My dad is a great story teller. Always has been, always will be. Add in the fact that I had an extremely active imagination at six-years-old, and it is not a stretch that I truly thought I was going to Hogwarts.
It was about this time my dad starting telling us stories of Echo Mountain, part of the San Gabriel Mountains in the Angeles Crest National Forest. One of the amazing things about my childhood is that I grew up ten minutes from the Echo Mountain trailhead.
What makes Echo Mountain so special is actually a tragedy. In the early 1900’s there was a resort at the top of Echo Mountain, with a train that scaled up the side of the mountain to take people to the it. Tragically, a fire that burned the entire place down. What made it awesome for me, were the ruins that are still there. You can hike to it even to this day.
Before bed, my dad captivated me with stories about how he had hiked it as a teanager and explored for hours discovering old bits of the resort. It was magical. I pictured the ruins in my head, and could not wait to explore them myself.

+++

REQUIRED ACTIONS ▸
1. Decide whether each statement agrees with the Echo Mountain passage, answering yes or no and quoting the words that settle it: (a) The writer grew up ten minutes from the Echo Mountain trailhead. (b) The resort at the top of Echo Mountain dates from the 1950s. (c) The ruins can no longer be reached on foot.
2. Copy from the Echo Mountain passage the span beginning at the words "It was about" and stopping after the words "Echo Mountain trailhead.".
Work only from the Echo Mountain passage.

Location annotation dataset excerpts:
+++

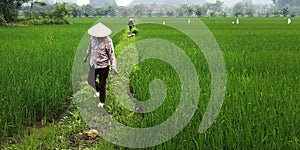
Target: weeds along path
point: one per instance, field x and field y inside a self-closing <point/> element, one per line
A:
<point x="95" y="117"/>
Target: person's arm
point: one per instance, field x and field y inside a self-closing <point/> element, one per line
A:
<point x="88" y="52"/>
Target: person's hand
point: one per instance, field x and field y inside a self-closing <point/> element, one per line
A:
<point x="114" y="71"/>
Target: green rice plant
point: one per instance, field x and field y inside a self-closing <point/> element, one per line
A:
<point x="36" y="63"/>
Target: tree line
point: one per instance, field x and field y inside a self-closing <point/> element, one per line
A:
<point x="41" y="12"/>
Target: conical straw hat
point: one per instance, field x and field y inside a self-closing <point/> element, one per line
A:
<point x="99" y="30"/>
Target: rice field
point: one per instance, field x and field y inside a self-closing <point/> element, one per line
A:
<point x="261" y="105"/>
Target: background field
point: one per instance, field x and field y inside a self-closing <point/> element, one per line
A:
<point x="262" y="99"/>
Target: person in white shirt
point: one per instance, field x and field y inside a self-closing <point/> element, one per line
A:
<point x="101" y="50"/>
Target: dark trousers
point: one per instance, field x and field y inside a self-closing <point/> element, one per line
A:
<point x="100" y="85"/>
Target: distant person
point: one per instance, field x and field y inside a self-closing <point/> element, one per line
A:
<point x="102" y="54"/>
<point x="130" y="24"/>
<point x="289" y="21"/>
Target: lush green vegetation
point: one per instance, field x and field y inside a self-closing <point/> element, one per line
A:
<point x="36" y="69"/>
<point x="261" y="103"/>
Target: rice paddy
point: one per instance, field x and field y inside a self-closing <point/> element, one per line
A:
<point x="261" y="105"/>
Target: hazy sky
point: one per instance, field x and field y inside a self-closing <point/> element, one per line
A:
<point x="232" y="2"/>
<point x="227" y="2"/>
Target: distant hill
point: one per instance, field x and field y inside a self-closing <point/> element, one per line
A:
<point x="101" y="3"/>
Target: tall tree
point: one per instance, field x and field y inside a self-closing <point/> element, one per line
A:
<point x="10" y="9"/>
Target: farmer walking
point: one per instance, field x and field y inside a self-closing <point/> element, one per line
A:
<point x="102" y="54"/>
<point x="130" y="24"/>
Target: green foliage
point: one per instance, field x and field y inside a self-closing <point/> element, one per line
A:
<point x="260" y="110"/>
<point x="2" y="20"/>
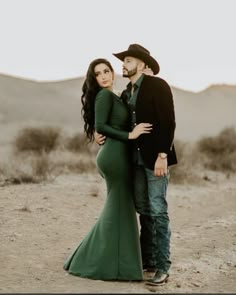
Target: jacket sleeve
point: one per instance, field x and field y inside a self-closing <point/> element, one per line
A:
<point x="103" y="110"/>
<point x="164" y="107"/>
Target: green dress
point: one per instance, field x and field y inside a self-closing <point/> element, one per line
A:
<point x="111" y="249"/>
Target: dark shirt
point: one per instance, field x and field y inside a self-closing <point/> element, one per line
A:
<point x="131" y="101"/>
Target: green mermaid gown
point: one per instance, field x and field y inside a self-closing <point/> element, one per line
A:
<point x="111" y="249"/>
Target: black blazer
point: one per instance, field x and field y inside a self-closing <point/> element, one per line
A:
<point x="155" y="105"/>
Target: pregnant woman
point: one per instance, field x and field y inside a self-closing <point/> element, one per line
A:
<point x="111" y="249"/>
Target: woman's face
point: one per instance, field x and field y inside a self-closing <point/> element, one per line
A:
<point x="104" y="76"/>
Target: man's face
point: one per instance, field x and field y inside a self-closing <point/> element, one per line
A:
<point x="130" y="66"/>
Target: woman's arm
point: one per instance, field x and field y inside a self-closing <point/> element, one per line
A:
<point x="103" y="109"/>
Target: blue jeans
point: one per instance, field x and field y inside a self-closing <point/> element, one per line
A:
<point x="151" y="204"/>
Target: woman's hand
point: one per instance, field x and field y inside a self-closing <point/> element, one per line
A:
<point x="141" y="128"/>
<point x="99" y="138"/>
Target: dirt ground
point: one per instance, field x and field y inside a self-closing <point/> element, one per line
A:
<point x="40" y="224"/>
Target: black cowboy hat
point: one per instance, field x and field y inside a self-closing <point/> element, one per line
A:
<point x="138" y="51"/>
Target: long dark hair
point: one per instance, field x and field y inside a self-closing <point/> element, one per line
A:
<point x="90" y="89"/>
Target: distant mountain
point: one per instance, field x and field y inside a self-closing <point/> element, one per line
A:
<point x="58" y="103"/>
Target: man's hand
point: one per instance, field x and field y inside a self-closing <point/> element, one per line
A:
<point x="99" y="138"/>
<point x="160" y="168"/>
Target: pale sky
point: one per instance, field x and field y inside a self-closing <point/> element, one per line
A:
<point x="193" y="40"/>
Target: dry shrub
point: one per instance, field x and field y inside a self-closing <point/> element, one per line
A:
<point x="220" y="151"/>
<point x="38" y="140"/>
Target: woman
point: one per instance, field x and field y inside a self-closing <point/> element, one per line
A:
<point x="111" y="249"/>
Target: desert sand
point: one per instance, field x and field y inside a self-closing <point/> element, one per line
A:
<point x="42" y="223"/>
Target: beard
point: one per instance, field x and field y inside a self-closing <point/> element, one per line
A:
<point x="130" y="73"/>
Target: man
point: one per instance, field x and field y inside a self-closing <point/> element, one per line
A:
<point x="150" y="100"/>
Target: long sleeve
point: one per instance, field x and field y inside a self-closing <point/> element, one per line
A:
<point x="164" y="107"/>
<point x="103" y="111"/>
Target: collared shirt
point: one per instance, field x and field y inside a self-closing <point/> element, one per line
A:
<point x="132" y="98"/>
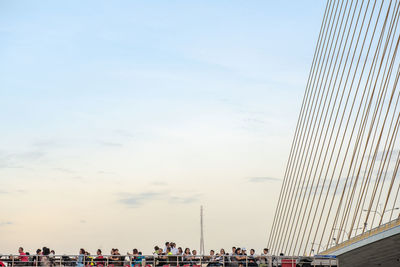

+++

PROBLEM SOLUTIONS ▸
1.
(a) Yes: "I grew up ten minutes from the Echo Mountain trailhead."
(b) No: "In the early 1900’s there was a resort at the top of Echo Mountain"
(c) No: "You can hike to it even to this day."

2.
It was about this time my dad starting telling us stories of Echo Mountain, part of the San Gabriel Mountains in the Angeles Crest National Forest. One of the amazing things about my childhood is that I grew up ten minutes from the Echo Mountain trailhead.